> **Requirement**:
Copy the entries below word for word, starting at the line that contains "Test: the pointer marks one pixel per instance of the round" and going through the last line of the entries, both ends included.

───── Task inputs

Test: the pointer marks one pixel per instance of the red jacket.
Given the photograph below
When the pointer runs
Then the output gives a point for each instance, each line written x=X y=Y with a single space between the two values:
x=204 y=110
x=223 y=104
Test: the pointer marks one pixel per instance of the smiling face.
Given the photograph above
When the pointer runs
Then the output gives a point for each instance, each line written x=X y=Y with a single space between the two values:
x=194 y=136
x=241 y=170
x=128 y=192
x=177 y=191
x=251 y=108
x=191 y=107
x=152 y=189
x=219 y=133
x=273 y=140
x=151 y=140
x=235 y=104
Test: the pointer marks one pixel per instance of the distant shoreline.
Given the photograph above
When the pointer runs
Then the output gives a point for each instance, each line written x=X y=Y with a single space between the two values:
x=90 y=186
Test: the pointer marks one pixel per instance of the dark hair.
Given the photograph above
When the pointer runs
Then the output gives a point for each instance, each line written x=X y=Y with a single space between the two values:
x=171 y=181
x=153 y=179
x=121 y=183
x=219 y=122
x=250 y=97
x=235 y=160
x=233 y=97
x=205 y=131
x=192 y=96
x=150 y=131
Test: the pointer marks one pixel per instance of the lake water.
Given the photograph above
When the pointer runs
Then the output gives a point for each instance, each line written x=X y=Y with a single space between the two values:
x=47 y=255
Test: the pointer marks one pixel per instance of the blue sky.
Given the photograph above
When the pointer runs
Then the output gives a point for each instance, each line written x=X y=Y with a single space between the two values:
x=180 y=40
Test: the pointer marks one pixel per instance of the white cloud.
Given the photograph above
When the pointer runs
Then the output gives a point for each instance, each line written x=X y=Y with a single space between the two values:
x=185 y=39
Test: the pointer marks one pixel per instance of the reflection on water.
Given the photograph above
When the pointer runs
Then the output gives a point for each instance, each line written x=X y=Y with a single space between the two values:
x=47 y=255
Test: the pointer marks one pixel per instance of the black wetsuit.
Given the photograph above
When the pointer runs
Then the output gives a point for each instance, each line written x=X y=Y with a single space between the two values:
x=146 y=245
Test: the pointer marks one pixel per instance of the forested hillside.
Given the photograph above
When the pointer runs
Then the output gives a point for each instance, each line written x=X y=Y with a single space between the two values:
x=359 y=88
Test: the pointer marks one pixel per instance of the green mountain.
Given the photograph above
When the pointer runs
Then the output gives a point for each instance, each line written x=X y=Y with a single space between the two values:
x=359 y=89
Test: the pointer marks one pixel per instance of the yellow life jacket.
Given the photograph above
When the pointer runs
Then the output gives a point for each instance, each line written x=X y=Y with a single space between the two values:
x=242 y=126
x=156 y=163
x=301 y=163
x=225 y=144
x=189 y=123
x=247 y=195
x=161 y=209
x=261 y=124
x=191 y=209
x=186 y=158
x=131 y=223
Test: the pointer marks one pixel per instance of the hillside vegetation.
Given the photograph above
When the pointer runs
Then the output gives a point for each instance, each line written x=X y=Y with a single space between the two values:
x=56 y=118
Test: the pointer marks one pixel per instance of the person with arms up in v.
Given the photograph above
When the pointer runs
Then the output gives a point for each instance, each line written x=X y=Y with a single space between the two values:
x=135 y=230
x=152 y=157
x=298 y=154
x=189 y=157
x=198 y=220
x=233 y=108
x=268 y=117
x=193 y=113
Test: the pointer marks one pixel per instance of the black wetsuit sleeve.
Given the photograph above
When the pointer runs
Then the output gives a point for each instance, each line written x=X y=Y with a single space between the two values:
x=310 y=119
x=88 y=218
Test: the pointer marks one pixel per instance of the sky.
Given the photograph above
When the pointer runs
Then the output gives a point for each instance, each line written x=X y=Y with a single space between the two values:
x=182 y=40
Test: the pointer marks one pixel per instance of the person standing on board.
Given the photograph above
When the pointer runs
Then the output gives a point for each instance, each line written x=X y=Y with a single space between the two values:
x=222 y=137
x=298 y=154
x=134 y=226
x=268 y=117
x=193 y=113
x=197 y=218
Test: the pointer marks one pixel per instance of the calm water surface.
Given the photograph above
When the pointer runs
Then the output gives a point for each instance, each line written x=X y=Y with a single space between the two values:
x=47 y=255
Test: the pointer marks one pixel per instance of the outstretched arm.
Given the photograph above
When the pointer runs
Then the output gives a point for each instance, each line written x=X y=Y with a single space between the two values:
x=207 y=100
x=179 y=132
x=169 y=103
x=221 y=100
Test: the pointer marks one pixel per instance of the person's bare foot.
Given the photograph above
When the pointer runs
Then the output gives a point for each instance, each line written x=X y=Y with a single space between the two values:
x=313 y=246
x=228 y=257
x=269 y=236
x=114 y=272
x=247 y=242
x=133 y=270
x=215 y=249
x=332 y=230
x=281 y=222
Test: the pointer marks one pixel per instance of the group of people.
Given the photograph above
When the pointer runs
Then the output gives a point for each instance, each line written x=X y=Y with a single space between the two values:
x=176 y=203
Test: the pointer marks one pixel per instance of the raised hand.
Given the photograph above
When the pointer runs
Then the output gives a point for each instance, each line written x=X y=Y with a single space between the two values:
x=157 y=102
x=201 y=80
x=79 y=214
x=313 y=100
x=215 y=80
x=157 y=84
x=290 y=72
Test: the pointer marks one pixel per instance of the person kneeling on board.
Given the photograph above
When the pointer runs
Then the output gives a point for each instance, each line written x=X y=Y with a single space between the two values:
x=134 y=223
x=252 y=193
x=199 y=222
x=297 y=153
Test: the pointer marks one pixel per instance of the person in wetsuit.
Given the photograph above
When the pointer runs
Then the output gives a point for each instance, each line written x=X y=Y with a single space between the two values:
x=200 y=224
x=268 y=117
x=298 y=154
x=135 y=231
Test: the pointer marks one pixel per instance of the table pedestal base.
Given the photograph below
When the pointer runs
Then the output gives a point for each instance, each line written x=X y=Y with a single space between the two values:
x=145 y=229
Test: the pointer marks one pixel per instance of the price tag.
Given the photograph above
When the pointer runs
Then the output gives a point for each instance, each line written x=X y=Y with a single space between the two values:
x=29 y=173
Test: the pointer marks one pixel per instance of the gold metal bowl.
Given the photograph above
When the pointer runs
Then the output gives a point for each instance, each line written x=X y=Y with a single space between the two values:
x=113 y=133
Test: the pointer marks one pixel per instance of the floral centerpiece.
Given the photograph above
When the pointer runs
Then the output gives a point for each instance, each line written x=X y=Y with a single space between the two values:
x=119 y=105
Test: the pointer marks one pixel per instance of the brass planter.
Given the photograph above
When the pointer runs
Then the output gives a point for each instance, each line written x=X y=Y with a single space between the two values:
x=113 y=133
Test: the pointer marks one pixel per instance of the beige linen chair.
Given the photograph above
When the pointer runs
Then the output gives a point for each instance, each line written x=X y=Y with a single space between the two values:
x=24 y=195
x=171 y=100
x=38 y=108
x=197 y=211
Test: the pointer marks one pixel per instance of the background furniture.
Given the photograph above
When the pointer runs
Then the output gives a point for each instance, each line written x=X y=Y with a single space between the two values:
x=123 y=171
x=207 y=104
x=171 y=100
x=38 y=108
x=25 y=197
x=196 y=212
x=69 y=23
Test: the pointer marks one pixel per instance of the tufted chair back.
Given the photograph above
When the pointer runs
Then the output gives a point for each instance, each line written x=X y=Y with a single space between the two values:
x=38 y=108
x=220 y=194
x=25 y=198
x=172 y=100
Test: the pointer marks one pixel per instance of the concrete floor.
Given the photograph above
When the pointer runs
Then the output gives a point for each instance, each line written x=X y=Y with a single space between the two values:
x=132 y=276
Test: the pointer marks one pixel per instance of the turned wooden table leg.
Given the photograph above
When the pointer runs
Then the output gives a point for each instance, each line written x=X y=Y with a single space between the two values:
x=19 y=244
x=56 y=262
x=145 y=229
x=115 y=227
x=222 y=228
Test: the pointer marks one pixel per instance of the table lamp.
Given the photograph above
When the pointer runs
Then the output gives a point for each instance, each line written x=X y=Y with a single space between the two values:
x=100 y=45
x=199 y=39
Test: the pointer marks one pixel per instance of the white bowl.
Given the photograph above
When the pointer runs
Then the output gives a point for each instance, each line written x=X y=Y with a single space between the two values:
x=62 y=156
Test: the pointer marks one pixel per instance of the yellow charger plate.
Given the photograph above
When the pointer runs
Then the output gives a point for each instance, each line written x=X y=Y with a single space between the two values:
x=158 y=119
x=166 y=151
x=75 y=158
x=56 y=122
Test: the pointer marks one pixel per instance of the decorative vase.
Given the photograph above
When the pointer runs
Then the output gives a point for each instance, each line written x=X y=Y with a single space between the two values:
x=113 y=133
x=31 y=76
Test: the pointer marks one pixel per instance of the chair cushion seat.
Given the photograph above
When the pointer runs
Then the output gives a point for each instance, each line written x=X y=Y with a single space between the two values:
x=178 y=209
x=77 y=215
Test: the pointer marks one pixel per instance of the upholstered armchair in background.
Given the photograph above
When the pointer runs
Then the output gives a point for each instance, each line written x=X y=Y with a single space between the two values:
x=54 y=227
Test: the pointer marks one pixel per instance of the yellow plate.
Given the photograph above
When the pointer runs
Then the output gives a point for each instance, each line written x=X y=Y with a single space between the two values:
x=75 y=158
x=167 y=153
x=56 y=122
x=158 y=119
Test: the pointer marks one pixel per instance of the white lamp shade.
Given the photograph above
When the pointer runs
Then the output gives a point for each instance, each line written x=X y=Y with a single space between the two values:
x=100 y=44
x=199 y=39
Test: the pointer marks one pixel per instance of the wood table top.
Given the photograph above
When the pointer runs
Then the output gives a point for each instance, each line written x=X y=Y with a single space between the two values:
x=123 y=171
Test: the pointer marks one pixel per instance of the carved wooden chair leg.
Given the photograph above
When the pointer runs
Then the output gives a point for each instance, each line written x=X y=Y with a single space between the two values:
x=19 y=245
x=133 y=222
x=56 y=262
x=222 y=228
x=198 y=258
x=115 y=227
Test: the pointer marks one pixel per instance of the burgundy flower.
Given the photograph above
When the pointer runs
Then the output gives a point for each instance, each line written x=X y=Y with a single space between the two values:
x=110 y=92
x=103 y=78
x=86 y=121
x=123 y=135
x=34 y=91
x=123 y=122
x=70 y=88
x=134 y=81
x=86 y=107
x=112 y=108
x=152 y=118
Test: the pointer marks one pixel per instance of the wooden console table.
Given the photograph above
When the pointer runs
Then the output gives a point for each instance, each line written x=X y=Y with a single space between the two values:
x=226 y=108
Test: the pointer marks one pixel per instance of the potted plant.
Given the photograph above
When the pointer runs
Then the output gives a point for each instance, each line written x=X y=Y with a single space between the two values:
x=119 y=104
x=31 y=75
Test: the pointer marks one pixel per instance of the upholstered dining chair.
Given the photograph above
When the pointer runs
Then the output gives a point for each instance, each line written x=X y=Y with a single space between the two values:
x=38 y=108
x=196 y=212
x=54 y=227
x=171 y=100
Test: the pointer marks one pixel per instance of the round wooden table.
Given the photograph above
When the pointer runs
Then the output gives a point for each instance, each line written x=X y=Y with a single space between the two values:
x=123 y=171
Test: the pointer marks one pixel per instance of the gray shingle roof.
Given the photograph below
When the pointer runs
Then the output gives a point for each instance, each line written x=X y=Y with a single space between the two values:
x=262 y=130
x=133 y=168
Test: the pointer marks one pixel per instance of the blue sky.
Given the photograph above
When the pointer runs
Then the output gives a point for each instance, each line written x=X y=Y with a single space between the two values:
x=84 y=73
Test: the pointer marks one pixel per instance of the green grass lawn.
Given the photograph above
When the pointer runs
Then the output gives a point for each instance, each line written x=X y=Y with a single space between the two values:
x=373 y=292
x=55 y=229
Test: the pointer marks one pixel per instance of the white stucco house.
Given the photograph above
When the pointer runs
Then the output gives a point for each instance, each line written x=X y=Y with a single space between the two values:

──────────

> **Final answer**:
Test: the pointer marks one pixel per instance of the round wooden table.
Given the photograph above
When the pointer runs
Then the output gives a point for each instance, each line written x=X y=Y with a single space between the two values:
x=123 y=171
Test: the pointer marks one pixel per instance of the gray shingle roof.
Given the photograph below
When the pointer runs
Then the output gives a point for each instance, each line written x=X y=Y with a single space between the two values:
x=262 y=130
x=133 y=168
Test: the pointer marks one pixel per instance of the blue sky.
Given the photograph above
When the pointer runs
Then the output gives a point for each instance, each line written x=X y=Y with a single space between the two values:
x=84 y=73
Test: the pointer marks one pixel per instance of the green grass lawn.
Given the photograph above
When the pointer runs
Then the output gives a point for each instance, each line written x=X y=Y with a single space between the two values:
x=373 y=292
x=55 y=229
Test: the pointer marks one pixel per instance of the white stucco house.
Given the photograph above
When the pointer runs
Then the output gives a point for each instance, each line written x=X y=Y with a single space between the two values:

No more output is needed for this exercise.